JOBS:
[a] Retype the blog excerpt on data word for word, starting at "In this blog" and ending at "form stored somewhere.".
[b] In the blog excerpt on data, which century is given for the invention of the printing press?

In this blog post, we will discuss the evolution of the data and data analytics solution and how fast things have changed recently. We will discuss all the details from the granular details to better understand the concepts later on.
Data in new oil!
Let's first understand what data is. how it become useful for many organizations.

Data is a term that is often used to describe the information that can be in some stored format and can be transmitted. It can be in the form of text, number, or some fact.

It not just a new term, but it has been used by our ancients in different forms either in the form of oral tradition, in paper written form, or can be in any electronic form stored somewhere.
Before the invention of writing, people carried information in some oral form, in the form of stories, knowledge, and history transferred from generation to generation. Later on, this fashion was converted into written form on stones and leathers, and with the invention of the printing press in the 15th century the information was stored in books and documents. This thing keeps changing with time from the printing press to library catalogs, then punch cards, early computers, databases and now we are in the era of big data where everyone has a personal device where each click generates data and that's stored somewhere in the world.

STORED RECORDS:
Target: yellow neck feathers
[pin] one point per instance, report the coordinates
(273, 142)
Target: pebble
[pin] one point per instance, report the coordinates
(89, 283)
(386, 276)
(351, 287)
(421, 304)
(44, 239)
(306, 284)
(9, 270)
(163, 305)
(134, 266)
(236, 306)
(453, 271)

WRITTEN RESPONSES:
[a]
In this blog post, we will discuss the evolution of the data and data analytics solution and how fast things have changed recently. We will discuss all the details from the granular details to better understand the concepts later on.
Data in new oil!
Let's first understand what data is. how it become useful for many organizations.

Data is a term that is often used to describe the information that can be in some stored format and can be transmitted. It can be in the form of text, number, or some fact.

It not just a new term, but it has been used by our ancients in different forms either in the form of oral tradition, in paper written form, or can be in any electronic form stored somewhere.

[b] The 15th century.